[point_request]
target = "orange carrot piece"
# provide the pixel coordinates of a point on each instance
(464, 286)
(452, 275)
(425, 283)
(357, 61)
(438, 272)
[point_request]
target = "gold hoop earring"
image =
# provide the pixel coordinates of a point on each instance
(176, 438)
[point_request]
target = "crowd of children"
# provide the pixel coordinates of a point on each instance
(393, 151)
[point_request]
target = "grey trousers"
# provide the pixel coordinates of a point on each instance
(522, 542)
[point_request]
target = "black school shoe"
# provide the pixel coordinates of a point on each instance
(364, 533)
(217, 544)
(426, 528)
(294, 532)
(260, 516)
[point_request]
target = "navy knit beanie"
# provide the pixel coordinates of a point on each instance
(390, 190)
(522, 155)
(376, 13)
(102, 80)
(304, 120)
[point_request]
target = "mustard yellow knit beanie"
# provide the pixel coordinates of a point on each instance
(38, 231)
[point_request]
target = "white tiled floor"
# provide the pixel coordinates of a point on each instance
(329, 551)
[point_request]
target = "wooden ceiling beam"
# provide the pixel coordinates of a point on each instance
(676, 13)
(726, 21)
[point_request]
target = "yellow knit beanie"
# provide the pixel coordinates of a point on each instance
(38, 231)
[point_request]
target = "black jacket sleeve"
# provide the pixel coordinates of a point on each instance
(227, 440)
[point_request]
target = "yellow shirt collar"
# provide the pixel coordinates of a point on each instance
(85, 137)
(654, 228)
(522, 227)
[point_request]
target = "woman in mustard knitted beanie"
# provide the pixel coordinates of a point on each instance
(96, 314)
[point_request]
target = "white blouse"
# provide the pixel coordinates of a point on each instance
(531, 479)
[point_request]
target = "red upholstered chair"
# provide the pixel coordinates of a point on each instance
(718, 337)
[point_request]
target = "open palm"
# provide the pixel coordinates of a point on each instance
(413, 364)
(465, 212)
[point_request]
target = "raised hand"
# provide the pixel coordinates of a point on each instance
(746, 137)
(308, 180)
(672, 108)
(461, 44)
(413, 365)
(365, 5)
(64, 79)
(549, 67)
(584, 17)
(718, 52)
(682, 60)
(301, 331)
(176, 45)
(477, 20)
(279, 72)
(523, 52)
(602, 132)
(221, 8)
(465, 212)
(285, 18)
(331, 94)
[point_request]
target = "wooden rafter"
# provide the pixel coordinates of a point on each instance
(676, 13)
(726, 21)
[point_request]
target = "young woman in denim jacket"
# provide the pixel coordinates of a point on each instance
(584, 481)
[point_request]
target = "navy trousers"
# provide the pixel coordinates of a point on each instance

[Description of the task]
Print every record exactly as it was given.

[Written solution]
[point_request]
target = "orange carrot piece"
# provide the pixel coordinates of a point on each instance
(464, 286)
(452, 275)
(425, 283)
(357, 61)
(438, 272)
[point_request]
target = "gold hoop earring"
image =
# provide the pixel coordinates of a point on each instance
(176, 438)
[point_request]
target = "crowd of children"
# provide the pixel coordinates of a point on each instance
(393, 151)
[point_request]
target = "grey trousers"
# provide the pixel coordinates of a point on each instance
(522, 542)
[point_request]
target = "black school shoe"
# provide the pixel coordinates of a point on each instance
(364, 533)
(217, 544)
(426, 528)
(294, 532)
(260, 516)
[point_request]
target = "navy knit beanie"
# provide the pixel coordinates of a point on each instance
(390, 190)
(522, 155)
(376, 13)
(102, 80)
(304, 120)
[point_request]
target = "mustard yellow knit beanie"
# provide the pixel coordinates of a point on each instance
(38, 231)
[point_request]
target = "white tiled floor"
# provide the pixel coordinates of a point on each instance
(329, 551)
[point_request]
target = "wooden ceiling beam"
# provide the pixel coordinates of a point on each instance
(676, 13)
(726, 21)
[point_request]
target = "yellow knit beanie"
# provide the pixel coordinates of a point on each instance
(38, 231)
[point_request]
target = "black jacket sleeve"
# provide the pixel coordinates of a point on each instance
(227, 440)
[point_request]
target = "yellow shirt collar"
# provide the pixel coordinates of a point on each instance
(85, 137)
(654, 228)
(522, 227)
[point_request]
target = "woman in mustard knitted beanie"
# provide the pixel coordinates of a point on each instance
(96, 314)
[point_request]
target = "white blouse"
# provide the pixel coordinates of a point on each instance
(531, 479)
[point_request]
target = "red upholstered chair"
# provide the pixel coordinates of a point on each instance
(718, 337)
[point_request]
target = "open palm"
# provide the pixel coordinates of a point on each instance
(413, 364)
(465, 212)
[point_request]
target = "raised hand"
# provide the pixel coordinates of a point on each instance
(746, 137)
(308, 180)
(672, 108)
(461, 44)
(413, 365)
(365, 5)
(64, 79)
(549, 67)
(584, 17)
(718, 52)
(682, 60)
(301, 331)
(176, 45)
(477, 20)
(279, 72)
(523, 52)
(602, 132)
(221, 8)
(465, 212)
(285, 18)
(331, 94)
[point_request]
target = "wooden rafter"
# provide the pixel coordinates of a point on each instance
(676, 13)
(726, 21)
[point_request]
target = "young woman in denim jacket"
# provide the pixel coordinates of a point on each instance
(584, 481)
[point_request]
target = "navy trousers"
# provide the pixel coordinates of a point on each instance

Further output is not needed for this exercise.